▶ **TASK PROMPT**:
Check each line of the listing below for the string "mark", and copy the ones that have it.

▶ **ENTRIES SHOWN**:
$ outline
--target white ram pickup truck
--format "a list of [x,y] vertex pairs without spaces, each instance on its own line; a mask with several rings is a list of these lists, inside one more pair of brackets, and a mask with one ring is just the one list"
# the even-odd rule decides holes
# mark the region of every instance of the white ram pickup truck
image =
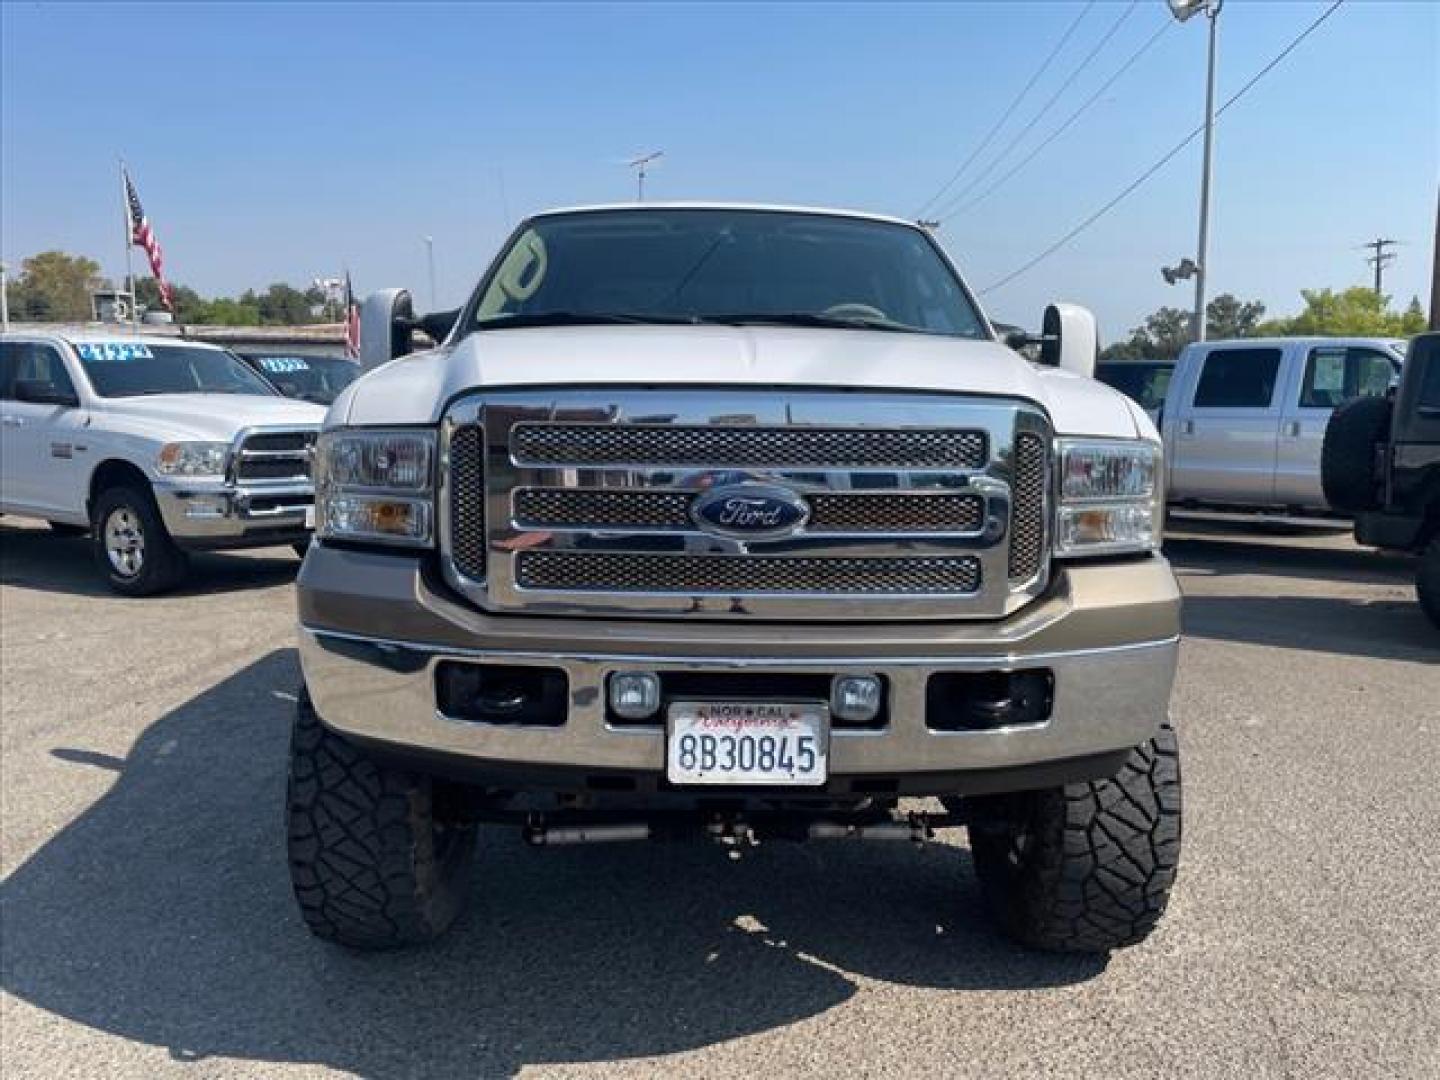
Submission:
[[[401,356],[417,325],[440,344]],[[361,340],[298,580],[316,934],[439,934],[481,823],[966,826],[1020,940],[1154,927],[1180,596],[1160,440],[1086,377],[1088,313],[1049,308],[1032,364],[912,224],[646,205],[537,215],[459,311],[390,290]]]
[[88,532],[127,596],[175,585],[190,550],[303,551],[324,417],[215,346],[120,328],[6,333],[0,513]]

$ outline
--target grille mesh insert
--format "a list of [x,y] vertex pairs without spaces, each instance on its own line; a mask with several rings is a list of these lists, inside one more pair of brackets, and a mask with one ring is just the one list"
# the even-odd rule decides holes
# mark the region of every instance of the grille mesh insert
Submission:
[[473,425],[450,439],[450,547],[455,568],[469,578],[485,576],[484,440]]
[[980,588],[980,560],[528,551],[516,560],[516,581],[563,592],[965,595]]
[[[524,488],[515,493],[522,528],[694,528],[686,491],[604,488]],[[951,493],[817,493],[810,504],[811,533],[973,533],[985,518],[978,495]]]
[[[267,431],[246,437],[235,464],[238,480],[300,480],[310,476],[314,431]],[[265,457],[247,457],[247,454]],[[270,457],[268,455],[278,455]]]
[[1015,436],[1015,484],[1010,509],[1010,580],[1028,581],[1040,572],[1045,551],[1045,441]]
[[986,455],[979,431],[645,424],[517,424],[510,450],[531,465],[705,468],[978,469]]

▶ **ANSWER FOR THIS EXERCISE**:
# mark the region of every instance of the white ram pickup truck
# mark the region of every instance of the grille mesh insert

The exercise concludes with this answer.